■ Challenge: Put the lines of the entries below into a numbered list, skipping any blank lines. Leave the pictures out of your list.

■ Data for processing:

<<<<

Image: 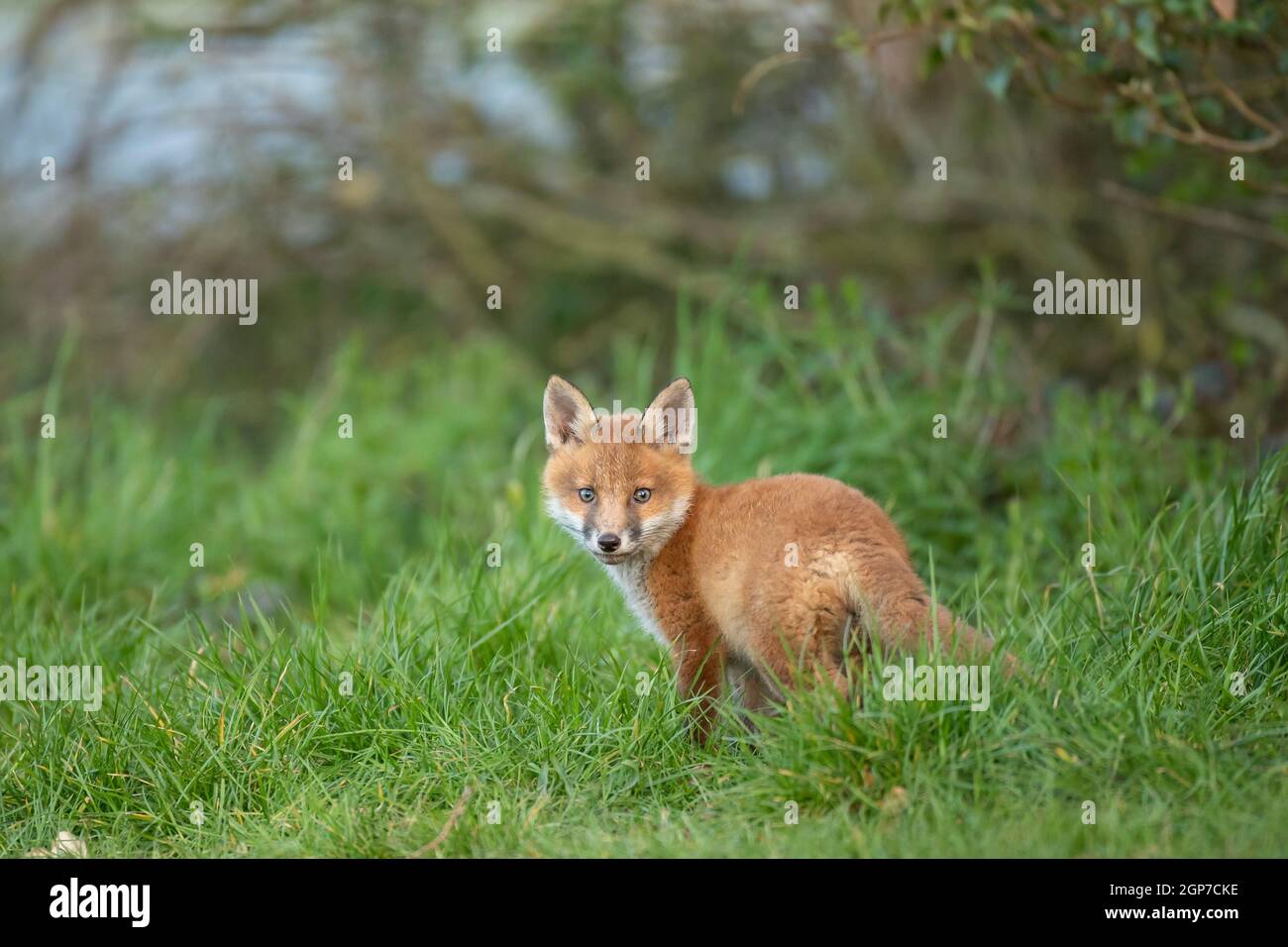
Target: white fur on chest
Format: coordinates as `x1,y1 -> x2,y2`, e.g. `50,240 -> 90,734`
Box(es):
604,559 -> 671,648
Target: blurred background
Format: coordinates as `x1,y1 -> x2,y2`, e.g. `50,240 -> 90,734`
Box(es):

>>>>

■ Output:
1. Image: 
2. Target: white fur on chest
3. Format: coordinates as `x1,y1 -> x2,y2`, e.g. `50,240 -> 90,734`
4. Box(es):
5. 604,559 -> 671,648
6. Target: blurred background
7. Format: coordinates as `x1,y1 -> x2,y2`, e.g. `50,240 -> 90,734`
8. Box(es):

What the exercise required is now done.